Risk = Probability of Attack x Impact of Attack

Considering this equation, the impact of an attack is relatively easy and straightforward to assess. The term “probability of attack” indicates how likely it is that the attack occurs. The calculation of the probability of an attack has practical limitations.3 The probability of simple situations (e.g., tossing a coin, picking a card, throwing a die) can be derived from probability principles. Evaluating the probability of real-time events (e.g., weather incidents, hurricanes, earthquakes) is possible based on historical records. But in the case of attacks, probability does not work because attackers do not work in any statistical pattern. For instance, consider the breach of retailer Home Depot in 2014. There is no previous history of breaches at Home Depot. What was the probability of a Home Depot breach before it happened, and what is the probability of a Home Depot breach again in the future? Can probability predict that Home Depot will be breached again or never again? Even if probability provides an answer, will it match reality? It is clear that a risk formula has limited value in the field of application security. Additionally, this formula does not provide the risk measure present in applications as it focuses on likelihood of attack. Hence, organizations require a realistic application risk measurement that is independent of the probability of attack.

Application security is made up of four factors: vulnerability, countermeasure, breach impact and compliance.4 Analyzing these key factors, four prime terms on which ASR depends emerge. The four key terms are breach cost (Bc), vulnerability density (Vd), countermeasure efficiency (Ce) and compliance index (CI). CI is the ratio of a number of compliance requirements met to a total number of compliance requirements in the application. Vd is the ratio of number of vulnerabilities to the size of software.5 Ce is the measure of implementation efficiency of countermeasures. Bc is the assessment of likelihood of cost that would be incurred in case of attack. Based on application security key terms, a model for ASR has been designed. Figure 1 represents this model.

For this model, Bc, Vd and CI are the inputs. The ASR metric is the output.

Designing a Metric to Find the Quality of Application Security

Based on the application security risk model (ASRM), a metric to measure the risk of application security has been created. It is the ratio of the product of vulnerability density and breach cost to the product of countermeasure efficiency and compliance index. Bc and Vd are directly proportional to ASR. CI and Ce are indirectly proportional to ASR. The following is a mathematical representation of this formula:

ASRM = Vd x Bc
Ce x CI

The method of designing the ASRM includes six stages (figure 2).
+===+
▶ TASK INSTRUCTIONS:
A: Condense the paragraph of the application security risk passage that begins "Application security is made up of four factors" into a short list, keeping its main facts.
B: In the application security risk passage, why does probability not work for attacks?
+===+
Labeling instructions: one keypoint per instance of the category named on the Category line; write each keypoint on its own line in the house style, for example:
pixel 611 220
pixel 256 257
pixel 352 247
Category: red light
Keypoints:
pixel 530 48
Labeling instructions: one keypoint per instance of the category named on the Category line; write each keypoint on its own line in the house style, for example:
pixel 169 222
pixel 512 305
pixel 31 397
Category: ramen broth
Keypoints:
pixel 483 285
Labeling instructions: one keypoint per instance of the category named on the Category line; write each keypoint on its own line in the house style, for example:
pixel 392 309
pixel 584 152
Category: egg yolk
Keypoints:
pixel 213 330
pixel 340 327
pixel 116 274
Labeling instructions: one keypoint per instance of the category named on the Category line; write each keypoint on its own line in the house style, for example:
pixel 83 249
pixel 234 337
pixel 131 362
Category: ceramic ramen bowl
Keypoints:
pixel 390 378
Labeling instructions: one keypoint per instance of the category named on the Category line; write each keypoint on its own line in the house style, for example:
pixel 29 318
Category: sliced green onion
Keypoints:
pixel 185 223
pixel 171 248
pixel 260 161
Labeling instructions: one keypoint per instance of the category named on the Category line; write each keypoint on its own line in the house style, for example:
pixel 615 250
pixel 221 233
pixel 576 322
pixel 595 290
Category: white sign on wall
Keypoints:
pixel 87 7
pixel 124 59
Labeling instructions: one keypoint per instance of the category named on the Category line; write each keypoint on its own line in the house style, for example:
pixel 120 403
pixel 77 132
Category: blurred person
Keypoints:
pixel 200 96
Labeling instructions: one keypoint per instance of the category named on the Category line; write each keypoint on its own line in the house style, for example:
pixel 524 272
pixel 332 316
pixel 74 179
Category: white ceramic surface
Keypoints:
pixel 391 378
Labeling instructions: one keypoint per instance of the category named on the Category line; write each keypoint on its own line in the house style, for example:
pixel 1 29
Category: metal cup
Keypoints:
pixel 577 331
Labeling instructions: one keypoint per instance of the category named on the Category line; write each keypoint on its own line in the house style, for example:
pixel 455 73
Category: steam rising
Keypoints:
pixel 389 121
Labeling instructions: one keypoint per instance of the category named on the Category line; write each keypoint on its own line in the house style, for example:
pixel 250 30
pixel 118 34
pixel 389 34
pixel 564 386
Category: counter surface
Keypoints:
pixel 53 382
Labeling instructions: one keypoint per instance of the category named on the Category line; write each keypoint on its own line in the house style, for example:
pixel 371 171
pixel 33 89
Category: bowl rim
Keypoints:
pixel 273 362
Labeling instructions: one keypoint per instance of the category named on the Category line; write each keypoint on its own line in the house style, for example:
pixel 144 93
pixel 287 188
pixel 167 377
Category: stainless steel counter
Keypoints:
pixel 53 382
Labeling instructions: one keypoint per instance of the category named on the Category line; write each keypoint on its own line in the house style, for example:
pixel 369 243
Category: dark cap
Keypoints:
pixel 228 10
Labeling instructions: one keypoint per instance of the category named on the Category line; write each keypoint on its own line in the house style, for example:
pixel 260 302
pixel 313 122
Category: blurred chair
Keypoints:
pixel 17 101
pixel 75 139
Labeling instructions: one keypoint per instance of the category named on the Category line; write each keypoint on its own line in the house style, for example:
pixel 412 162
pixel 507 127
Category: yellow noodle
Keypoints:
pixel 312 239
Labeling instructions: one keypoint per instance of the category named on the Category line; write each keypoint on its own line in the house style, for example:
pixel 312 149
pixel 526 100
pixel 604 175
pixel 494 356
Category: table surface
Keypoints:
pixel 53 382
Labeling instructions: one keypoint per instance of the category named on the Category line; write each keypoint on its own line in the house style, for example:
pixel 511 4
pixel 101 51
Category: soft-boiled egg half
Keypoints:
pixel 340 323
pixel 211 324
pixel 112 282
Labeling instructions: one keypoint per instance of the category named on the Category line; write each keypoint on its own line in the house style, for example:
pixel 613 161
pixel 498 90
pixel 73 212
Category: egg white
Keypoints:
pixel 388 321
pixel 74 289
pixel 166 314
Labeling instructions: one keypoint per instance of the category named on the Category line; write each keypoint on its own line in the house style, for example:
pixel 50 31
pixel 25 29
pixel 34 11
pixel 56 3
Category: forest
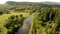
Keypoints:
pixel 46 18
+===+
▶ ANSWERS TO EACH TASK:
A:
- Application security has four factors: vulnerability, countermeasure, breach impact and compliance.
- These yield four key terms on which ASR depends:
  - Breach cost (Bc): an assessment of the likely cost incurred in case of attack
  - Vulnerability density (Vd): the number of vulnerabilities divided by the size of the software
  - Countermeasure efficiency (Ce): a measure of how efficiently countermeasures are implemented
  - Compliance index (CI): compliance requirements met divided by the total compliance requirements in the application
- A model for ASR, shown in Figure 1, was designed from these terms.

B: Attackers do not work in any statistical pattern.